● PROBLEM STATEMENT: Copy the records below line for line, keeping every character unchanged.

--- start of DATA SECTION ---

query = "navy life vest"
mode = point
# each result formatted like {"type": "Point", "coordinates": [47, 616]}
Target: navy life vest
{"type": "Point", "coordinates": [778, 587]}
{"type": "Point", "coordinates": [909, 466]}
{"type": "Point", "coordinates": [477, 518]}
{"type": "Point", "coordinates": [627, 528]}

--- end of DATA SECTION ---

● EXERCISE SOLUTION:
query = "navy life vest"
mode = point
# each result formatted like {"type": "Point", "coordinates": [47, 616]}
Target: navy life vest
{"type": "Point", "coordinates": [778, 587]}
{"type": "Point", "coordinates": [909, 466]}
{"type": "Point", "coordinates": [477, 518]}
{"type": "Point", "coordinates": [627, 528]}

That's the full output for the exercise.